>>>>

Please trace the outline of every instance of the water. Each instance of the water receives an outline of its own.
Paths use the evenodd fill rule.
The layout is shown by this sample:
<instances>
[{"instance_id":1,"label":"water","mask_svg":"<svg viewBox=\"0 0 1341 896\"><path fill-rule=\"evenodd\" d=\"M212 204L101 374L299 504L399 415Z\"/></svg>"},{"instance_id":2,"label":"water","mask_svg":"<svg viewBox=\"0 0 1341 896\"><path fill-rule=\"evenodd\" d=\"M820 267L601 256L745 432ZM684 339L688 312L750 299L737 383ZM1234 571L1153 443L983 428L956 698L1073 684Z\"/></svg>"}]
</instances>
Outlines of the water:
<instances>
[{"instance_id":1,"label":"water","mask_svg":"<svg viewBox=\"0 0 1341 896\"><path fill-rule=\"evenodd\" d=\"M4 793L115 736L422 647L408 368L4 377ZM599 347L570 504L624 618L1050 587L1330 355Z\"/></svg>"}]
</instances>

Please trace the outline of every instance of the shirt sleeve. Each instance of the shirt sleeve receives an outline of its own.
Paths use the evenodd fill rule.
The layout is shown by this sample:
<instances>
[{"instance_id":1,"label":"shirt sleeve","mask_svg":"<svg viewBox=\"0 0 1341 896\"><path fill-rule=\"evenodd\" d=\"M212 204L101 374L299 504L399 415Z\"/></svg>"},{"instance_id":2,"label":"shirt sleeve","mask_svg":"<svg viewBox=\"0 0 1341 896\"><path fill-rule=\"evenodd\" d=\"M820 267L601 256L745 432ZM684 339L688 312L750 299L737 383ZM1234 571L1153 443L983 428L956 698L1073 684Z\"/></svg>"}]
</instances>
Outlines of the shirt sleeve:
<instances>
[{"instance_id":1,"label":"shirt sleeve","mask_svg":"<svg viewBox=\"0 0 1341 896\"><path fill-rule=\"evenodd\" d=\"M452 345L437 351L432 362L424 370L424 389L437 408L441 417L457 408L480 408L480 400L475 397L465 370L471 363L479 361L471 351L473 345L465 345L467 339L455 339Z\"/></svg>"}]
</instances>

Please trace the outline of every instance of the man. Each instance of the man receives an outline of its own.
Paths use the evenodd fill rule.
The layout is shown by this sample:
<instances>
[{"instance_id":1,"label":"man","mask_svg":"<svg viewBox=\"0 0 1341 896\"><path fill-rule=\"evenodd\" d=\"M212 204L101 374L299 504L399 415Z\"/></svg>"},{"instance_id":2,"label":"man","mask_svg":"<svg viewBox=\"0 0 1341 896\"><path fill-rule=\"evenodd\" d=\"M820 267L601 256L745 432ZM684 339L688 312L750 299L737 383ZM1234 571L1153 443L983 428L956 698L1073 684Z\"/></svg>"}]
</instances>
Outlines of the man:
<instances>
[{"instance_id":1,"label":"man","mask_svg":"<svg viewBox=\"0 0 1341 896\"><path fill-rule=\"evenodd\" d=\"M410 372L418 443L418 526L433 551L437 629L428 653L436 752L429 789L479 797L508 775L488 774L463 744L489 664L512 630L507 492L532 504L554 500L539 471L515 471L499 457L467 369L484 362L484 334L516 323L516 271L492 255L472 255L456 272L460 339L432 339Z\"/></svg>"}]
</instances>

<<<<
>>>>

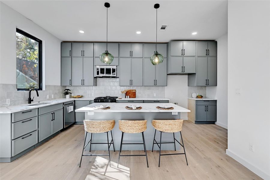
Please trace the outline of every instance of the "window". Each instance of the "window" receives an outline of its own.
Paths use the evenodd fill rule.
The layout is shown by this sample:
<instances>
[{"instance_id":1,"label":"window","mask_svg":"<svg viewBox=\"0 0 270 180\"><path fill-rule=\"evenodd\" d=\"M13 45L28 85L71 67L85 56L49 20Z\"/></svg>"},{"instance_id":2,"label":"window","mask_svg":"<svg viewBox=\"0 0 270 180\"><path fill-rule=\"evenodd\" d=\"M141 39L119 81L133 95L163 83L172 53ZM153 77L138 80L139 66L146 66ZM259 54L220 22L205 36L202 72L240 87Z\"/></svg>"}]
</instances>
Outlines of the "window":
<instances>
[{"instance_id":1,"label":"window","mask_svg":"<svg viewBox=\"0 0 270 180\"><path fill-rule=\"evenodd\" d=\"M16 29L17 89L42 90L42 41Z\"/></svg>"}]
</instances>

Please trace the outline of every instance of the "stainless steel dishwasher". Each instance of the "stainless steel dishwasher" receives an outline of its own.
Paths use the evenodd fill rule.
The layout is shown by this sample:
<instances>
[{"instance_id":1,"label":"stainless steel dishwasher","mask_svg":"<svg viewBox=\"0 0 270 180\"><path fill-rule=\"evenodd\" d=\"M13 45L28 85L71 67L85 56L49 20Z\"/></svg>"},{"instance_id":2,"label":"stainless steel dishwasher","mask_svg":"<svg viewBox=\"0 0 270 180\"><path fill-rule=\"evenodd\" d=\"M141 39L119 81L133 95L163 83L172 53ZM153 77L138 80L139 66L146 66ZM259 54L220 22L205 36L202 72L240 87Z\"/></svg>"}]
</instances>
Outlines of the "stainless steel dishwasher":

<<<<

Gather every line of the listing above that includes the string "Outlines". Capitalization counts, so copy only lines whose letters match it in case.

TASK SOLUTION.
Outlines of the water:
Outlines of the shirt sleeve:
Outlines of the man:
Outlines of the "window":
Outlines of the "stainless steel dishwasher":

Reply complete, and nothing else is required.